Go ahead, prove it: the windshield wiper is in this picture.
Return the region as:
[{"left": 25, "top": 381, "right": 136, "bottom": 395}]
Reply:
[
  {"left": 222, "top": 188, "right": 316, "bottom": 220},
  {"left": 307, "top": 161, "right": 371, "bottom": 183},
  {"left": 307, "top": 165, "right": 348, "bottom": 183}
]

---

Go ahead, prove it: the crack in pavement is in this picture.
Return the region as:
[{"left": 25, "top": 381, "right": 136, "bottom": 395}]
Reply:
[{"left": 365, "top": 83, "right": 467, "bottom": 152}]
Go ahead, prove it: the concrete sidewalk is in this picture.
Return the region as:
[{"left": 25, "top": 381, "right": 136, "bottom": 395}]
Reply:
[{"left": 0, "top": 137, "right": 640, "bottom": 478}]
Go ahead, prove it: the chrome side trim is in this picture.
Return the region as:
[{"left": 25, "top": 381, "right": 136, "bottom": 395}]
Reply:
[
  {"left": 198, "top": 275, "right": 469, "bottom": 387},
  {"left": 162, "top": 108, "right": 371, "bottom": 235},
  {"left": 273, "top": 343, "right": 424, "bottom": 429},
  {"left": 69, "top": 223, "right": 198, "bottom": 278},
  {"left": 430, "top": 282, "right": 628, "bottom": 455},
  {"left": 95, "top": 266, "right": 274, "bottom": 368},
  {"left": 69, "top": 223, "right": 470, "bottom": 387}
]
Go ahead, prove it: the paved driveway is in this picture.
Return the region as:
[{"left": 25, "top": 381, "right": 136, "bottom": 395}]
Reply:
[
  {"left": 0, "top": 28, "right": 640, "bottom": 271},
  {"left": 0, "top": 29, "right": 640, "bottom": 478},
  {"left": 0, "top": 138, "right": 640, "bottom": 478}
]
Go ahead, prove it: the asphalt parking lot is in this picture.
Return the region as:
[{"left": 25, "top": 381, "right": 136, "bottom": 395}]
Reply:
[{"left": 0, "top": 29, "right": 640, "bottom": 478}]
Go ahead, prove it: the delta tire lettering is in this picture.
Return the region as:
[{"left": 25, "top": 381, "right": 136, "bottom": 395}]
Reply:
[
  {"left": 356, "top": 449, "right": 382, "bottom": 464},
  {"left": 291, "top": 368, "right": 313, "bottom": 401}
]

§ EXERCISE GOAL: Identify each line of the material above that contains the string "this". A match counts only when its letter case agrees.

§ WRITTEN RESPONSE:
Go ahead, prove it: the windshield wiper is in this picture.
Go ahead, prove it: the crack in pavement is in this picture.
Go ahead, prove it: the concrete sidewalk is in this picture.
Go ahead, prove it: the chrome side trim is in this picture.
Go ahead, prove it: the paved driveway is in this picture.
Go ahead, prove it: the asphalt parking lot is in this picture.
Go ahead, prove it: the delta tire lettering is in this picture.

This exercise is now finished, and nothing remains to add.